--- START ---

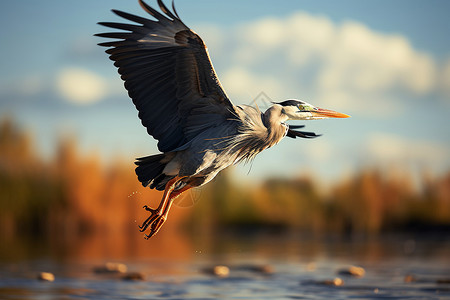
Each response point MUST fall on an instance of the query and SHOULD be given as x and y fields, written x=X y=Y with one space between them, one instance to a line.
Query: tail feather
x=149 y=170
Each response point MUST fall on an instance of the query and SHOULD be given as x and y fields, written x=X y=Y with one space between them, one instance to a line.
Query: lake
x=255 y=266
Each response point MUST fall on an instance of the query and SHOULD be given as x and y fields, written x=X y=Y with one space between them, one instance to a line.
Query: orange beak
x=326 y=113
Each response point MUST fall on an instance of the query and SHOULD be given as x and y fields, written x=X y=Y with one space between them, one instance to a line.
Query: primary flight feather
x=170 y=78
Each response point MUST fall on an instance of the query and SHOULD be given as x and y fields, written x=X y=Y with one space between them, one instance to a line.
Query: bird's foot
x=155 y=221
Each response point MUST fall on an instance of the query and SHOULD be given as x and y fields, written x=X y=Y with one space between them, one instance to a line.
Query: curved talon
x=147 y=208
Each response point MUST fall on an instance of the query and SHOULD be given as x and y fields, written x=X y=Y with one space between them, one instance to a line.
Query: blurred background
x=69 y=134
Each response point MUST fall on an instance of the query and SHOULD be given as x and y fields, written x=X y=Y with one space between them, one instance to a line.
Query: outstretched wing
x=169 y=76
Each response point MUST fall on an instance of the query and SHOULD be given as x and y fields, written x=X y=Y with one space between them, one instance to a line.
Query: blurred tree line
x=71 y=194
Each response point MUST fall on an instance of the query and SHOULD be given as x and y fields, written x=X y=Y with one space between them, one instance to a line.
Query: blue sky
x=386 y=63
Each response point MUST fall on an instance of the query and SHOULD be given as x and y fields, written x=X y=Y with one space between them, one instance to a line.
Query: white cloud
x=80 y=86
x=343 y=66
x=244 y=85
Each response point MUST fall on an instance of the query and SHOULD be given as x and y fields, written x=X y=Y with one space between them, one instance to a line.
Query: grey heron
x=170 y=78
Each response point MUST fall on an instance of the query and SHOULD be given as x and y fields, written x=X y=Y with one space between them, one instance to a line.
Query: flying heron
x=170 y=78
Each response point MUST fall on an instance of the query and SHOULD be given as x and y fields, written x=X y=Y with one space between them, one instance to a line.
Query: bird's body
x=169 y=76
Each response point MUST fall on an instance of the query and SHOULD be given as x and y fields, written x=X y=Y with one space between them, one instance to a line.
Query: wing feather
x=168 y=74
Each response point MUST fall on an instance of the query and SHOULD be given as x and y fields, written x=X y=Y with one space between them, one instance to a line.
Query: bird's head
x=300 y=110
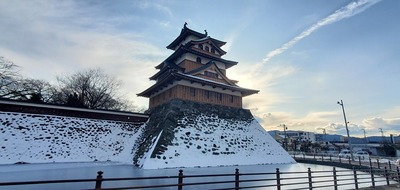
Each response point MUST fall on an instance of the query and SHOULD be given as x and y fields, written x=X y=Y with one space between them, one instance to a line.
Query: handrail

--- END ---

## What to produce
Pictures aside, retype all of the entries word for word.

## Output of the exercise
Each response point MUST fall on an instance of the query and SHOULD be given as x and y fields, written x=X y=Y with one space between them, one instance to a line.
Query: tail feather
x=149 y=170
Each response point MUST fall on an instance of the query and SHOULD be given as x and y fields, written x=X y=Y with one space between them, one instance to a line.
Query: lake
x=255 y=266
Each response point MUST fall on an instance of the query and SHOULD be given as x and y fields, written x=X y=Y with one space between them, one instance to a line.
Query: orange beak
x=326 y=113
Each response point MUST fall on an instance of the query and SHOULD be given as x and y fields, written x=X y=Y with one space between them, one instance to a line.
Query: primary flight feather
x=170 y=78
Each response point MUST fall on an instance of the query and SHOULD be given as x and y fields, written x=X y=Y with one space between them, one instance to a line.
Query: bird's foot
x=155 y=221
Each response point MUST fall on an instance of the query and SHOULD be given as x and y fields, written x=X y=Y with one space between them, one instance to a line.
Query: curved talon
x=147 y=208
Each response point MUST fall on an instance of the query and SHOULD be given as x and y fields, written x=X y=Y with one space between them, one instance to a line.
Query: blurred background
x=69 y=134
Each response point MUST fall on an instance of the query and SHOULD be given as x and y fields, written x=X y=Y with one space between them, one instance to a line.
Query: outstretched wing
x=169 y=76
Each response point MUST fall on an instance of the query and SHOULD be given as x and y fields, written x=X y=Y with one space between them, one instance to a line.
Query: blurred tree line
x=71 y=194
Each response point MUST fall on an instance of the query and SHOULD be given as x and y fields, written x=X y=Y with one space between them, one instance to a line.
Query: blue sky
x=386 y=63
Each response point MUST fall on an instance of the query and SHOULD be given as x and y fields, written x=X y=Y with one space between them, one instance to a line.
Query: white cloud
x=80 y=86
x=343 y=66
x=244 y=85
Each response point MUST fall on an instance of the query and SHOULD be given as x and y fields, written x=X y=Y with one space between them, one instance to a line.
Query: grey heron
x=170 y=78
Each response point MUST fall on an instance of the query and SHOULD be given as x and y fields, written x=X y=Y with one space between them, one instance to a line.
Query: flying heron
x=170 y=78
Each response point MUST fall on an instance of the query and SHOULD be given as x and y fields, written x=X y=Y with one space between them, one instance to a line.
Query: bird's body
x=169 y=76
Each response point MUST fall on an instance of the query and SHOULD be given as x and y fields, written x=X y=Y with one space between them, one instance to a line.
Query: wing feather
x=168 y=74
Each response point MUST fall on an instance of the query and SHOULD be given as x and y fields, written x=X y=Y with one space between them, one instance to a line.
Query: bird's head
x=300 y=110
Each response point MUST fall on an instance of the query and SHOULD be given as x and y fields, written x=X y=Y with one space between them, one instance to a line.
Query: handrail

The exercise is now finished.